Aktien aus dem Segment der Hersteller von Elektrofahrzeugen (EV = electric vehicle) kamen zuletzt ebenso wie die meisten Firmen in der Batteriewertschöpfungskette stärker unter Druck: Im bisherigen Jahresverlauf 2024 gaben zum Beispiel die Aktienkurse der beiden weltweit führenden EV-Produzenten nach. Aufstrebende, börsennotierte Produzenten aus der zweiten Reihe verloren sogar mehr. Ein global stark zunehmender Wettbewerb, verbunden mit Preissenkungen, und eine sich abschwächende Nachfrage (schwache Konjunktur) sind die wesentlichen Gründe für die aktuelle Kursschwäche bei den Elektroautoherstellern.
Ein bekannter chinesischer E-Autohersteller löste sein noch bekannteres US-amerikanisches Pendant als weltgrößten Hersteller von E-Autos im vierten Quartal ab. Chinesische Produzenten konzentrieren sich derzeit eher auf ihren Heimatmarkt. Es ist jedoch zu erwarten, dass sie in Zukunft verstärkt ihr Augenmerk auf Europa richten werden. Die Kombination aus einer verbesserten Verfügbarkeit und einer sich – vor allem aufgrund niedrigerer Förder- beziehungsweise Kaufanreize – abschwächenden Nachfrage belastet jedoch die Preissetzungsmacht der E-Autohersteller. So senken Konzerne teilweise Preise für bestimmte Modelle um etwa vier bis elf Prozent.

···

Aufgabe: Schreiben Sie aus dem Text über die Elektroautohersteller den Abschnitt ab, der mit den Worten „Ein bekannter chinesischer“ beginnt und mit „bis elf Prozent.“ schließt. Die Datensätze stehen in keinem Zusammenhang mit dem Text über die Elektroautohersteller.

···

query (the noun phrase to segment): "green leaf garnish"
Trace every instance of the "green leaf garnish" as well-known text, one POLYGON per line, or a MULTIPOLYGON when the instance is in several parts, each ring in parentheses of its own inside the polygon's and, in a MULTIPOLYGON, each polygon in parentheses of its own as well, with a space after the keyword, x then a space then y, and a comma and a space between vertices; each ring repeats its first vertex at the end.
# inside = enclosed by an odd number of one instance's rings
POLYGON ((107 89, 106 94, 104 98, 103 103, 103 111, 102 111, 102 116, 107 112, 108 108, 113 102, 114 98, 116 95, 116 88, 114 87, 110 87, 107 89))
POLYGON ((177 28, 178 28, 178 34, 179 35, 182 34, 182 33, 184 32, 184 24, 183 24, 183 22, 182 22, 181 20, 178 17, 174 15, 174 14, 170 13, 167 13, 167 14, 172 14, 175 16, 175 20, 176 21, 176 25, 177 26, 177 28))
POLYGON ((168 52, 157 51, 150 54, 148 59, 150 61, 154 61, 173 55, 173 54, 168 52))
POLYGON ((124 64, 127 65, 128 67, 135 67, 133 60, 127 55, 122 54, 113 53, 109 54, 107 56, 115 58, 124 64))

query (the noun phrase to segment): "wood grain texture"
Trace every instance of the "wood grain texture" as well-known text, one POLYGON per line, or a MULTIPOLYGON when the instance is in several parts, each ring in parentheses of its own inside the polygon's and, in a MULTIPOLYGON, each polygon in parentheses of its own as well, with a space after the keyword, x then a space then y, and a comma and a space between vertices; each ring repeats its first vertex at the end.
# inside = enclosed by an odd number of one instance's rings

···

Antwort:
Ein bekannter chinesischer E-Autohersteller löste sein noch bekannteres US-amerikanisches Pendant als weltgrößten Hersteller von E-Autos im vierten Quartal ab. Chinesische Produzenten konzentrieren sich derzeit eher auf ihren Heimatmarkt. Es ist jedoch zu erwarten, dass sie in Zukunft verstärkt ihr Augenmerk auf Europa richten werden. Die Kombination aus einer verbesserten Verfügbarkeit und einer sich – vor allem aufgrund niedrigerer Förder- beziehungsweise Kaufanreize – abschwächenden Nachfrage belastet jedoch die Preissetzungsmacht der E-Autohersteller. So senken Konzerne teilweise Preise für bestimmte Modelle um etwa vier bis elf Prozent.